# Supplied text
──────

You can find nutrient-dense foods in every tier of the food pyramid. Some common foods high in nutrient density include:

  • Beans, such as cannellini beans
  • Eggs
  • Fatty fish, such as salmon
  • Fruits, such as blueberries
  • Lentils
  • Nuts, such as almonds
  • Plain, unsweetened yogurt
  • Seeds, such as chia seeds
  • Vegetables, especially deep-colored ones
  • Whole grains, such as quinoa

These foods offer high levels of vitamins and minerals in each serving without containing a ton of calories. Kale is a great example of a very nutrient-dense food. A single cup serving of the leafy green contains a mere 7 calories but plenty of vitamin C, beta-carotene and vitamin K making it notably nutrient-dense.

Blueberries are another nutritious option. They contain just 84 calories in a cup, yet they also have a wide range of essential vitamins and minerals including vitamin C, manganese and vitamin K (not to mention high levels of antioxidant compounds).

Just because a food is high in calories doesn’t mean it’s not nutrient-dense. Take almonds, for example. While a handful of nuts delivers about 164 calories, it possesses a range of vitamins, minerals and healthy unsaturated fats that make it a nutrient-rich food, even for the calories it contains.

──────

# Input data
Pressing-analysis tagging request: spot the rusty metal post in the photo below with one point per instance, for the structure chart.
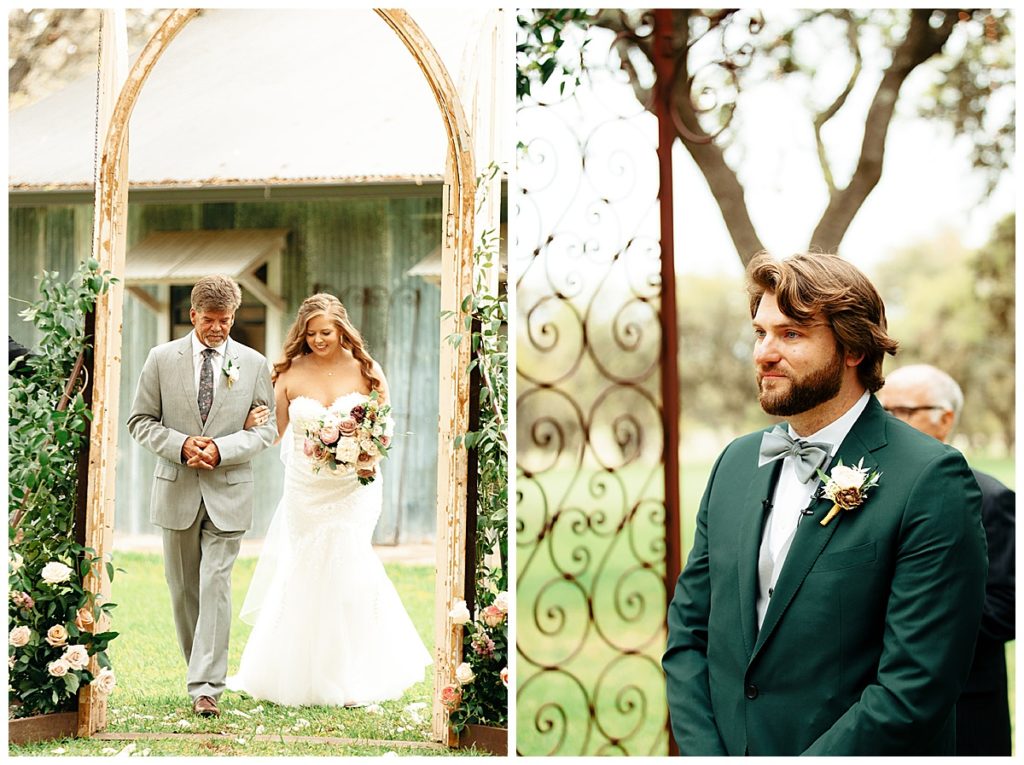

──────

Write the next part of the text on nutrient-dense foods, picking up after its last sentence. The listing is separate material and has no connection to the text on nutrient-dense foods.

Recommended reading: 4 Food Pairings to Boost Nutrient Absorption

And it’s not just plant-based foods that can be considered nutrient-dense. Take for instance an egg. A large egg has just 72 calories, yet these calories come with a handful of essential nutrients including protein, vitamin B12, selenium and brain-benefiting choline.

While salmon contains more calories than tilapia, it also has more lofty amounts of important items for better health like vitamin D, vitamin B12 and omega-3 fatty acids so should be considered a more nutrient-dense seafood option. This is another good example of why we should not be so quick to judge foods by calories alone.

What’s the opposite of nutrient-dense?

Often called calorie-dense or energy-dense foods, these are items that deliver a meager amount of nutrients for the calories they contain. Sugar is a glaring example. Each tablespoon serving contains about 48 calories, which is not very high, but in those calories are virtually no vitamins and minerals. So, each calorie is working less hard for you.

Foods low in nutrient density often contain added sugars and refined carbs that can lead to weight gain and chronic diseases like cancer. They include:

  • Baked goods
  • Candy
  • Fast foods
  • Potato chips
  • Processed red meat, like bacon and hot dogs
  • Soda
  • Vegetable oils
  • White bread

A medium serving of fast-food French fries has nearly 400 calories without much nutrient payoff. (In contrast, a medium baked potato has a more constrained 160 calories but higher amounts of essential nutrients like vitamin C, potassium and magnesium making it more, you guessed it, nutrient-dense.)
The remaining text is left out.